Copán was one of the great centers of Maya civilization over a thousand years ago. The beautiful ruins have some of the most impressive pre-Columbian art anywhere. Near the ruins is the modern town of nearly the same name - Copán Ruinas, with clean hotels and other facilities for visitors. Due to their proximity, both locations are covered by this article.
Sculpture at Ruinas de Copán
The ruins are quite substantial and a major tourist attraction in western Honduras. While less visited than the better known tourist attraction ruins like Chichen Itza, many people find them even more interesting.
Copán is in a fertile river valley and nestled among rolling hills, at an elevation so it is not so very hot as some of the Central American rainforest sites.
Elsewhere in Honduras: There are regular shuttle buses to Copán Ruinas (L40) from La Entrada, a regional transport hub about 1-2 hours from Copán. Find a bus that passes through La Entrada (San Jose, San Pedro Sula, Nueva Ocotepeque, etc.)
Hedman Alas services Copán Ruinas from San Pedro Sula, with connections to/from Tegucigalpa, La Ceiba, and elsewhere. If you just go to the San Pedro Sula bus station, it's likely a bus will be leaving in the near future. Casasola Expresses is a budget (L110) alternative to Hedman Alas.
Guatemala: There are daily shuttles that depart Antigua, Guatemala at 4AM and 9AM and arrive in Copán Ruinas around six hours after departure time. Most travel agents in Antigua sell tickets for this shuttle. Prices vary from $7 to $12.
El Salvador: Cross the border at El Poy. From there you can get a share taxi to Nueva Ocotepeque (L20). Board a San Jose bound bus and get off at La Entrada (L90). There you can find a minibus to Copán Ruinas (L40).
Mini Taxi in the city of Copán Ruinas
Copán is a small community, so don't worry about mapping sights before you get there. If you are a walker and sure-footed, it is safe to walk the cobblestone streets anywhere in town or walk to the ruins on foot. Streets are reportedly safe after dark (however you'll see plenty of white young women who may be vampires on them), but standard precautions apply.

(A run of records)
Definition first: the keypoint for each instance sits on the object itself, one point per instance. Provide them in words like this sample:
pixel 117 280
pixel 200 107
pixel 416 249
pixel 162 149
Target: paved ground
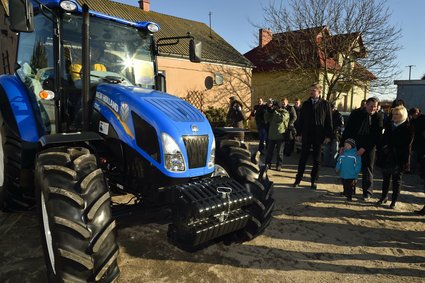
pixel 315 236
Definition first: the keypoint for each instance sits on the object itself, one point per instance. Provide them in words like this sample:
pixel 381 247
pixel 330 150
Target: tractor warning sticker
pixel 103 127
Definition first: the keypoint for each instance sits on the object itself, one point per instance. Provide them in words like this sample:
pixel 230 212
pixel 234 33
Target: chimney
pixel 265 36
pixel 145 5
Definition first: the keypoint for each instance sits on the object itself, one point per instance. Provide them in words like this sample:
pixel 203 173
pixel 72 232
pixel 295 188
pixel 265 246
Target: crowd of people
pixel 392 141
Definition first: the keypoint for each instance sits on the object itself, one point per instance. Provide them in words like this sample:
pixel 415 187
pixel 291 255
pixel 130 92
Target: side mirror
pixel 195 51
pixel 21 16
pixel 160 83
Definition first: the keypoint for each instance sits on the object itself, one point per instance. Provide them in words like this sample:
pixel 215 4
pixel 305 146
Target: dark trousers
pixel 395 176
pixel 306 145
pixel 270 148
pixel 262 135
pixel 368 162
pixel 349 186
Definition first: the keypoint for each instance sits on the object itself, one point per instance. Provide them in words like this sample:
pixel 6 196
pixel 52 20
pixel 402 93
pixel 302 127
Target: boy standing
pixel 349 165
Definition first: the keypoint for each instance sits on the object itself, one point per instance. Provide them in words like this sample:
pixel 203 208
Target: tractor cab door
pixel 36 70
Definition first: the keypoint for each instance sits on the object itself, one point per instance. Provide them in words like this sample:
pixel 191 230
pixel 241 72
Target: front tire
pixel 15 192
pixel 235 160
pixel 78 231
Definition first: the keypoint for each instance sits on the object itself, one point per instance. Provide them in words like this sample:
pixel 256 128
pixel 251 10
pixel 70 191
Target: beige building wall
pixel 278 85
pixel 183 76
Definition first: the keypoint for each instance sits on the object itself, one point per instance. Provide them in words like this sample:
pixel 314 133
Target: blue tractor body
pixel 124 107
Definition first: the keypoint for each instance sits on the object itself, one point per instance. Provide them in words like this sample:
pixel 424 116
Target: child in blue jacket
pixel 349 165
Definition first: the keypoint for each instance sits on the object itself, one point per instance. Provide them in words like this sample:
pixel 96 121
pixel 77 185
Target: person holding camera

==

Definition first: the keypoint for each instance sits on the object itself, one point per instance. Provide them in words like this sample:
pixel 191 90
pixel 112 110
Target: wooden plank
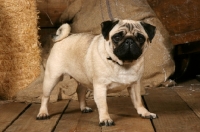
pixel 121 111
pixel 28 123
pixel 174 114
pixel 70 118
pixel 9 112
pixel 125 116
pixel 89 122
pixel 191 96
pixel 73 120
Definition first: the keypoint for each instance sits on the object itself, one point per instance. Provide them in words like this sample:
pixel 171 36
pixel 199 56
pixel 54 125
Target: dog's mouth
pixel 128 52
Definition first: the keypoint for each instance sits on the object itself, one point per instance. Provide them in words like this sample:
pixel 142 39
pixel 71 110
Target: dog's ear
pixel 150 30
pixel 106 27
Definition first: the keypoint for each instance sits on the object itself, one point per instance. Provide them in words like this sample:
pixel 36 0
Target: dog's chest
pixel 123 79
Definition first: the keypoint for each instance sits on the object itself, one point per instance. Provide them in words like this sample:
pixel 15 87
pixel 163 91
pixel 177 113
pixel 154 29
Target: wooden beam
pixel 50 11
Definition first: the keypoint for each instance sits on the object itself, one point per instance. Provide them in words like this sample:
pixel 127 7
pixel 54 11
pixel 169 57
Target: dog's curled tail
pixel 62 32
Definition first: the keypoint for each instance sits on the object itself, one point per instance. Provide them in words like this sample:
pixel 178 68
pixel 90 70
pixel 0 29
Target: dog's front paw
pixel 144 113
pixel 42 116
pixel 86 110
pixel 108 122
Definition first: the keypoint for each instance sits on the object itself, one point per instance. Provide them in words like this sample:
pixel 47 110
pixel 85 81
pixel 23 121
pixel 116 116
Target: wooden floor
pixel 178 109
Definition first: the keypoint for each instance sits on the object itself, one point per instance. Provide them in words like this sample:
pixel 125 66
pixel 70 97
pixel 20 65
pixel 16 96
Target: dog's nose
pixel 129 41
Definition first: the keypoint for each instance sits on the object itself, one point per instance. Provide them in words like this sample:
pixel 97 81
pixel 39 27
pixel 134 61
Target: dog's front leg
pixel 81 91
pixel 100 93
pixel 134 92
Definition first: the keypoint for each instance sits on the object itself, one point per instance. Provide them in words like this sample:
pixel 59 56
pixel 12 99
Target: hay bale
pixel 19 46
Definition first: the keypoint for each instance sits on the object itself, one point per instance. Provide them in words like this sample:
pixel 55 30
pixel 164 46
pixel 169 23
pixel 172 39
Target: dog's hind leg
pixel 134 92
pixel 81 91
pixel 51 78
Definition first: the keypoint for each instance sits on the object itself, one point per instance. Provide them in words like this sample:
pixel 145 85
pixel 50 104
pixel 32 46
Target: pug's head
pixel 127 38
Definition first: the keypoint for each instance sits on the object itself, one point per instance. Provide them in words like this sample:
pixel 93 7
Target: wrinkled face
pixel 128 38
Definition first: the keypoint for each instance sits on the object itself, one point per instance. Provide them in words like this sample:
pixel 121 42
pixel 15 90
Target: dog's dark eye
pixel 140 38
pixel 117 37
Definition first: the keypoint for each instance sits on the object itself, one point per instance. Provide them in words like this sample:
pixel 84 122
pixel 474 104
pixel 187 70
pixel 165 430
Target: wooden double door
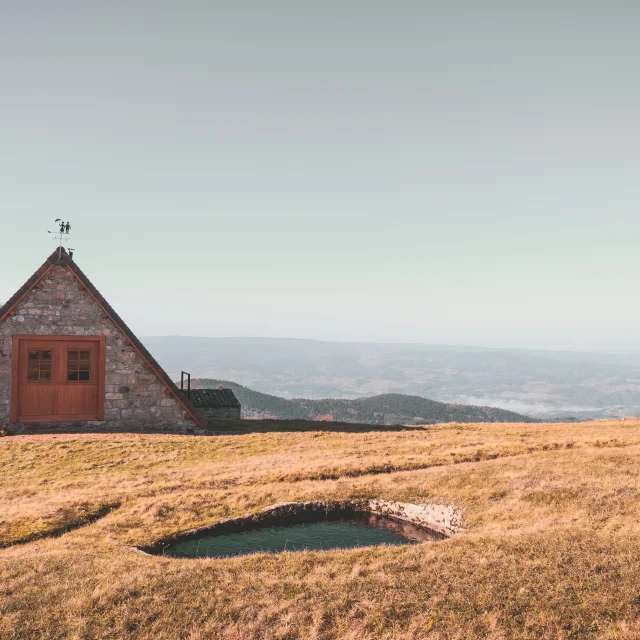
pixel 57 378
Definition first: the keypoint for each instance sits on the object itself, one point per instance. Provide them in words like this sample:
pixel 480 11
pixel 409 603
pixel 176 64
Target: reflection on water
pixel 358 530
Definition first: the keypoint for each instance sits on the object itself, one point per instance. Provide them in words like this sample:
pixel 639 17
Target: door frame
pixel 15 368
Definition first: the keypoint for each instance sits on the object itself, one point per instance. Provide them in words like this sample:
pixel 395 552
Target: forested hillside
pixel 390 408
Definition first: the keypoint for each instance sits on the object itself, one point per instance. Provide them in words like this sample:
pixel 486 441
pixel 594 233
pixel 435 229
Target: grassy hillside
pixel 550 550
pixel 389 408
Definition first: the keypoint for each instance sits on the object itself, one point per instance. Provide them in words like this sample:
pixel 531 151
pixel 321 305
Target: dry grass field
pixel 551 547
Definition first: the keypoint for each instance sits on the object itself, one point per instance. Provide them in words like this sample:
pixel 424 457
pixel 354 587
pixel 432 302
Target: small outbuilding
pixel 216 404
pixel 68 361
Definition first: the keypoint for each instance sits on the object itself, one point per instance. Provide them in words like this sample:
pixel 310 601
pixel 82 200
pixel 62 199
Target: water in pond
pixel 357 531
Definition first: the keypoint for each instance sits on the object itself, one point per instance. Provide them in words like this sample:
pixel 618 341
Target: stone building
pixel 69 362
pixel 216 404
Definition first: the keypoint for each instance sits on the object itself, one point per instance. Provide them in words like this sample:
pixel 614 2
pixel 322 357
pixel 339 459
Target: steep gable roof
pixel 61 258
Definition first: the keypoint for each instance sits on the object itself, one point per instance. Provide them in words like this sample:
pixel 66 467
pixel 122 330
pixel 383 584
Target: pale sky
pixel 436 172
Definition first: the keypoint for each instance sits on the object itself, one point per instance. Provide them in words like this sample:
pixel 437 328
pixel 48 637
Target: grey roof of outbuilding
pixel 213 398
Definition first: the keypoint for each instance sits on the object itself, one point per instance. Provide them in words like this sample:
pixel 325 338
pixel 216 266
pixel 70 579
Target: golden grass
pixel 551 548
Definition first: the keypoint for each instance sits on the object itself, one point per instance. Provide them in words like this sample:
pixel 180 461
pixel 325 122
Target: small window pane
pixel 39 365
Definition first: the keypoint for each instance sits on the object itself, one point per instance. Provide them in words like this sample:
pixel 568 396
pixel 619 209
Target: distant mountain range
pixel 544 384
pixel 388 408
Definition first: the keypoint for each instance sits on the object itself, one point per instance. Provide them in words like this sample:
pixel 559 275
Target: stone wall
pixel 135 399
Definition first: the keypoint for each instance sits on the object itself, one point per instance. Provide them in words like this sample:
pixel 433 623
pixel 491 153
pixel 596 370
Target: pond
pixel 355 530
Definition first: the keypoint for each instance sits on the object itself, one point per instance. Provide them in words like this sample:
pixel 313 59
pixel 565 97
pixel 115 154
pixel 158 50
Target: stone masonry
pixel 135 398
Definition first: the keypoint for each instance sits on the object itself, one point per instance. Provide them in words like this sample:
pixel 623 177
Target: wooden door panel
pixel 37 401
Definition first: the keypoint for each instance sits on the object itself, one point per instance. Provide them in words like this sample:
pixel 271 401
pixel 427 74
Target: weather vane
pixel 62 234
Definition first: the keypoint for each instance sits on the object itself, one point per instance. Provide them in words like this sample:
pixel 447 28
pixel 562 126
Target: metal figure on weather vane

» **Do this**:
Repeat word for word the stretch of the Copán guide from "Hedman Alas services" through "from $7 to $12.". Draw only on the Copán guide, not on the entries.

» **Solution for this task**:
Hedman Alas services Copán Ruinas from San Pedro Sula, with connections to/from Tegucigalpa, La Ceiba, and elsewhere. If you just go to the San Pedro Sula bus station, it's likely a bus will be leaving in the near future. Casasola Expresses is a budget (L110) alternative to Hedman Alas.
Guatemala: There are daily shuttles that depart Antigua, Guatemala at 4AM and 9AM and arrive in Copán Ruinas around six hours after departure time. Most travel agents in Antigua sell tickets for this shuttle. Prices vary from $7 to $12.